** Source excerpt **
-- BEGIN --

7 Machine-Readable Web Mistakes That Kill Your Results

The 7 Biggest Machine-Readable Web Mistakes

In this guide

The 7 Biggest Machine-Readable Web Mistakes
Mistake 1: Div-Soup Instead of Semantic HTML
Mistake 2: Missing or Invalid Structured Data
Mistake 3: Content Locked Inside Images or JavaScript
Mistake 4: Inconsistent Entity Names and References
Mistake 5: No Clear Heading Hierarchy
Mistake 6: Skipping Validation and Testing Tools
Mistake 7: Marking Up Content That Is Not Visible on the Page

The most damaging machine-readable web mistakes are using div-soup instead of semantic HTML, publishing invalid or missing structured data, locking content inside images or JavaScript, using inconsistent entity names, ignoring heading hierarchy, skipping validation tools, and marking up content that never appears on the page. Each mistake directly reduces how well search engines and AI systems can parse, trust, and surface your content.

Search engines have always been software parsing text. Now AI agents, large language models, and generative search surfaces are doing the same — except they go further, extracting entities, relationships, and factual claims from your pages to feed into answers and citations. If your pages are not structured for machines to read, you are invisible to a growing share of the web’s discovery layer.

These seven mistakes are not theoretical. Terry Samuels and the practitioners at Salterra University see them on client sites weekly — sites that wonder why their perfectly written content never ranks or gets cited by AI. Let’s go through each one, explain why it hurts, and show you the fix.

Mistake 1: Div-Soup Instead of Semantic HTML

The mistake: Wrapping every element in a generic <div> or <span> with no semantic meaning. Navigation built from divs. Articles wrapped in divs. Sidebars, footers, headers — all divs.

-- END --

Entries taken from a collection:
-- BEGIN --

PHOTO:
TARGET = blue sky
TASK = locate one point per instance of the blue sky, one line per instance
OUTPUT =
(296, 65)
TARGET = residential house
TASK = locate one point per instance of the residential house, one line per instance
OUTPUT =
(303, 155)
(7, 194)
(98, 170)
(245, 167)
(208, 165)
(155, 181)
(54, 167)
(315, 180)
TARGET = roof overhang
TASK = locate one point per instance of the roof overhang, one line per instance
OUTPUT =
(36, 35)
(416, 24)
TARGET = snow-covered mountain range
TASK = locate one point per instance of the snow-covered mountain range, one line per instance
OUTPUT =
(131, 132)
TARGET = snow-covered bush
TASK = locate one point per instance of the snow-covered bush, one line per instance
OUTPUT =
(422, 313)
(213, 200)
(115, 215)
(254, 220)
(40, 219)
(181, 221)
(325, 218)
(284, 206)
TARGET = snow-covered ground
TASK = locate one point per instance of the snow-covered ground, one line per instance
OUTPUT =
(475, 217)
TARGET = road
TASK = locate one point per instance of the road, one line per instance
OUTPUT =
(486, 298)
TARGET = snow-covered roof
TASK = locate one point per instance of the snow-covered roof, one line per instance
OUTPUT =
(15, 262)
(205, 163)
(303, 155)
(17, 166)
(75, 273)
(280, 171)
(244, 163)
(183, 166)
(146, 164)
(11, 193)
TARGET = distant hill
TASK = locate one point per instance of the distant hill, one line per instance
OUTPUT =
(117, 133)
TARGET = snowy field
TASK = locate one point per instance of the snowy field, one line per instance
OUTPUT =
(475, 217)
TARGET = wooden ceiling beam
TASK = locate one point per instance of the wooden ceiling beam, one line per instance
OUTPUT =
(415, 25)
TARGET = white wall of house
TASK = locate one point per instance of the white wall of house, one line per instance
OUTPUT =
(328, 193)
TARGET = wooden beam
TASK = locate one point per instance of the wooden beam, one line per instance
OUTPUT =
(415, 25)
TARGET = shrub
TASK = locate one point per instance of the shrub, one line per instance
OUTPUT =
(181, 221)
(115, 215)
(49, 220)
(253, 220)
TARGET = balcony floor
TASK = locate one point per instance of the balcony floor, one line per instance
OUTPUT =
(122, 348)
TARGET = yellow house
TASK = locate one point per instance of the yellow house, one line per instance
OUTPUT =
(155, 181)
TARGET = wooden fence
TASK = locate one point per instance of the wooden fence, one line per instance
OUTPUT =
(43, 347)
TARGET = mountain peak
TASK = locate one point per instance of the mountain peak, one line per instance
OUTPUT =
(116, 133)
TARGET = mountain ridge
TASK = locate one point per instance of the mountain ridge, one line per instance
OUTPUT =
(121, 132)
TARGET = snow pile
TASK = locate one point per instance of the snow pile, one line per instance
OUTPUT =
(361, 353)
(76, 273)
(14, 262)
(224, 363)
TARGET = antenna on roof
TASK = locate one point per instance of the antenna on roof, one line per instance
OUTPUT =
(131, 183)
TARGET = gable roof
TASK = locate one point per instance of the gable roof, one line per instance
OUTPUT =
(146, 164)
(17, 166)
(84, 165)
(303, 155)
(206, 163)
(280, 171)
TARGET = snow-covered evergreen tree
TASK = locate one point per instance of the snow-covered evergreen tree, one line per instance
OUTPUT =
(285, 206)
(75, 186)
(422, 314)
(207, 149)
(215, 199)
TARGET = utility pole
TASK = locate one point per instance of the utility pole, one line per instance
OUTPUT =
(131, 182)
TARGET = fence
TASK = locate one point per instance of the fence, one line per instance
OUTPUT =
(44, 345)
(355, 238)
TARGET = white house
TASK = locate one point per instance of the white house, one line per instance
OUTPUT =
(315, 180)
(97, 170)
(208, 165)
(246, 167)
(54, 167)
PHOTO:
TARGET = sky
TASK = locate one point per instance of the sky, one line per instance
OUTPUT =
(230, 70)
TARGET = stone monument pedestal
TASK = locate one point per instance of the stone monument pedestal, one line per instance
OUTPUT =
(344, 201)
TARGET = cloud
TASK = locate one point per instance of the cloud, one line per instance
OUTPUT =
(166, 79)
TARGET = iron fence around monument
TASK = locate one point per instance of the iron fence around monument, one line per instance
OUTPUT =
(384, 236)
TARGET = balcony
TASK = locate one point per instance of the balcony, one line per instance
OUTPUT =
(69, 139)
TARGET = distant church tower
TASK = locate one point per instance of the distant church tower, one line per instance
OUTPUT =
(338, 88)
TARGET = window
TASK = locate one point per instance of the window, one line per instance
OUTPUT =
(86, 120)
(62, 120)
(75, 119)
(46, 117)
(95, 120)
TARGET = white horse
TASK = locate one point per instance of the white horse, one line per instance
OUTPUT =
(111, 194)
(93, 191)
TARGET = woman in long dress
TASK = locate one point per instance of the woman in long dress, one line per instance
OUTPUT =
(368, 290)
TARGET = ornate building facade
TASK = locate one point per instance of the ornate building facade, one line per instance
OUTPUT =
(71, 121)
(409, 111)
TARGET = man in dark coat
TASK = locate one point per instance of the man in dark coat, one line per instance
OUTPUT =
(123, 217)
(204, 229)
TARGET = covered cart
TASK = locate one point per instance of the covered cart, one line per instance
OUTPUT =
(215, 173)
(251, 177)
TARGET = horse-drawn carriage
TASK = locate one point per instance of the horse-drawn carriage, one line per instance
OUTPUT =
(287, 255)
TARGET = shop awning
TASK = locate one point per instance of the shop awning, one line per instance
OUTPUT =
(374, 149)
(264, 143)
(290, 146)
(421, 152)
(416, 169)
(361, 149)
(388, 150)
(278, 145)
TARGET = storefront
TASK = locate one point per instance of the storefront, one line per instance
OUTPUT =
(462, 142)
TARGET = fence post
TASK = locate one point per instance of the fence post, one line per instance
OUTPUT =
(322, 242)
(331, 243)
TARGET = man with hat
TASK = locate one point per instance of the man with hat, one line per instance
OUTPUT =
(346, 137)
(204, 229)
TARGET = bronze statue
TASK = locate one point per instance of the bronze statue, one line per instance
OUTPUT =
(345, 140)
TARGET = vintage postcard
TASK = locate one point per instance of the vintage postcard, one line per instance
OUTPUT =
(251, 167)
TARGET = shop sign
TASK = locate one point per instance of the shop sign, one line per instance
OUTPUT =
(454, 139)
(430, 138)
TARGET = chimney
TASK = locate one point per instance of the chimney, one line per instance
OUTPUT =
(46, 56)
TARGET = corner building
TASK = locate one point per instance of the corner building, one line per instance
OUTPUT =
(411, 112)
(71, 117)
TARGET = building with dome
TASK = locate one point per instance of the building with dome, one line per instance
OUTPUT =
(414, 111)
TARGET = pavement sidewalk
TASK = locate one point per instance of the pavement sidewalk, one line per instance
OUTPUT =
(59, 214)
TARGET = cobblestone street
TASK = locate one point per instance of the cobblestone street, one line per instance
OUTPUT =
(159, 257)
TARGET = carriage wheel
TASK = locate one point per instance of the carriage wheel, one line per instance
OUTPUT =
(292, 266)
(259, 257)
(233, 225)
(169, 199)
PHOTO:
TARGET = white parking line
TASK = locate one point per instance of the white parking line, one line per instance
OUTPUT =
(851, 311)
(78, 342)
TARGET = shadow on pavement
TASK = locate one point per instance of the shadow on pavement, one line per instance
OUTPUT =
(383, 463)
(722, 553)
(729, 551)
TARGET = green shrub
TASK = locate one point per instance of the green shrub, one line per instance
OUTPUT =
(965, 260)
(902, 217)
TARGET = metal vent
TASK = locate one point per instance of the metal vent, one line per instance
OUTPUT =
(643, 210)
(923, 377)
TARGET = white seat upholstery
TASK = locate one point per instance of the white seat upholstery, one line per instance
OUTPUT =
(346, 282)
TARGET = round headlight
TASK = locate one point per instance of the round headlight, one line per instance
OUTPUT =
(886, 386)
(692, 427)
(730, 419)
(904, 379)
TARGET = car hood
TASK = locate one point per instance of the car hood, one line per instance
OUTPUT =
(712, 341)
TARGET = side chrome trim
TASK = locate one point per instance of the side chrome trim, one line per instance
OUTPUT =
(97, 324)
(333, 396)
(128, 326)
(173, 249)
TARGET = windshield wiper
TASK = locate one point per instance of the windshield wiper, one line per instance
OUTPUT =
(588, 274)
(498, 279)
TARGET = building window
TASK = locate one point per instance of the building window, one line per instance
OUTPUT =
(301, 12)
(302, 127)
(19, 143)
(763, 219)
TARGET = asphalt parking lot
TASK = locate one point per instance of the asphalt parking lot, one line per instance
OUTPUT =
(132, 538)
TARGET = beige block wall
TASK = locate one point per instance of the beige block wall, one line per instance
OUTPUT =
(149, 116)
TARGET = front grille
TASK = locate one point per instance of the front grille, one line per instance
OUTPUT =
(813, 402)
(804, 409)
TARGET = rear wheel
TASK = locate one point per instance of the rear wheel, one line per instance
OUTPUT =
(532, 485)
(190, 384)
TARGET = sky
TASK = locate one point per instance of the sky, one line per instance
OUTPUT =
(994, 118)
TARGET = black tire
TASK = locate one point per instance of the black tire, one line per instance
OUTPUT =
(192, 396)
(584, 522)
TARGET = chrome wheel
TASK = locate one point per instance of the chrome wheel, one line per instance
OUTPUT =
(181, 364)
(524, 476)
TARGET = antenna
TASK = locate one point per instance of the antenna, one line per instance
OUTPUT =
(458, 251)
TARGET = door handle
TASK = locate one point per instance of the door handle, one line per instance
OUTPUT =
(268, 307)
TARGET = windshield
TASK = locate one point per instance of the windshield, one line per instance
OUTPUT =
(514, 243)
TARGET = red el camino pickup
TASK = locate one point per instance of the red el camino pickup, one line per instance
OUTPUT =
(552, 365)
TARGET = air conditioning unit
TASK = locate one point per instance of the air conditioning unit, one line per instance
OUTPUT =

-- END --

Copy the passage of the guide on machine-readable web mistakes between "These seven mistakes" and "you the fix.", inclusive.

These seven mistakes are not theoretical. Terry Samuels and the practitioners at Salterra University see them on client sites weekly — sites that wonder why their perfectly written content never ranks or gets cited by AI. Let’s go through each one, explain why it hurts, and show you the fix.